==== Selected extract ====

"We Can't Have Five-Star Hotels And A One-Star Environment" – ERA Chairman

Manuel Zarb - 21st September 2017

The country is starting to pay more attention to the environment and to planning, according to the head of the Environmental Resources Authority.

“We can’t have five-star hotels and a one-star environment – that doesn’t work, and we will not manage to attract people to the country that way,” said Environment and Resources Authority Chairman, Victor Axiak, in comments to this business portal. “The protection of the environment, both for ourselves and to protect the asset we’re selling to tourists, is essential.”

Whilst the ERA has only one vote on the Planning Authority board which decides on development applications, Prof. Axiak argued it could still make its presence felt. “By being present you can put forward your arguments and influence the board,” he said. “There is also the right of appeal, although naturally we use this as a last resort. In a situation where we’re still finding our feet as an authority, we’re not in a situation to appeal everything we disagree with.”

==== Recorded information ====

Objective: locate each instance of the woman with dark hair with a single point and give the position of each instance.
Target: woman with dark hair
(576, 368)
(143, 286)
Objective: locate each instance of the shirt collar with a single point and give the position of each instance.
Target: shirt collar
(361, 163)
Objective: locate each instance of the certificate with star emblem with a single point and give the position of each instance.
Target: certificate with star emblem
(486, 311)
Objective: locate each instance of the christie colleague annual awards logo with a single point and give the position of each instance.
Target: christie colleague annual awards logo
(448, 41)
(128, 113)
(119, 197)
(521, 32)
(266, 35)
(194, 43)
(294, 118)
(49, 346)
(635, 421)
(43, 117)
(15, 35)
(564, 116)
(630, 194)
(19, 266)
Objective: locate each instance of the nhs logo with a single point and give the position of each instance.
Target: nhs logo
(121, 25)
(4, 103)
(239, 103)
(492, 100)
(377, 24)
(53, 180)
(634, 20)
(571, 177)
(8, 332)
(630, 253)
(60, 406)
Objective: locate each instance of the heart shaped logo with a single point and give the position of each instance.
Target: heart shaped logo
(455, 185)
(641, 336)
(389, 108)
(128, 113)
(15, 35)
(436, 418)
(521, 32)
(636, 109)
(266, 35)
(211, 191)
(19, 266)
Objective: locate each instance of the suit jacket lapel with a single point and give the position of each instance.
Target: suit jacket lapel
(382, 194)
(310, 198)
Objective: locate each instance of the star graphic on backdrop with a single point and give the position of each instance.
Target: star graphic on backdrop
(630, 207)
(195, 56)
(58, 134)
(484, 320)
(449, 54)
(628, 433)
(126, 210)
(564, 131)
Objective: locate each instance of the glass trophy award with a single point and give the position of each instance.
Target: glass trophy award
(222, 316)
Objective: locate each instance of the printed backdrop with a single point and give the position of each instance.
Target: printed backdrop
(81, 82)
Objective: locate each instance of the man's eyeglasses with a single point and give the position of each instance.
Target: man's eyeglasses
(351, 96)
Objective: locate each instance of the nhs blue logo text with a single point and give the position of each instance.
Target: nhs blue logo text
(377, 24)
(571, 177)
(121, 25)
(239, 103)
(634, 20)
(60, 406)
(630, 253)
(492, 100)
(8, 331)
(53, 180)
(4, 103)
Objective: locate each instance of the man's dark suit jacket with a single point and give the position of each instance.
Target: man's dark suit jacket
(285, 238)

====

▸ **Set problem**: In the article quoting the Environment and Resources Authority chairman, how many votes does the authority hold on the Planning Authority board?

▸ **Completed task**: One vote.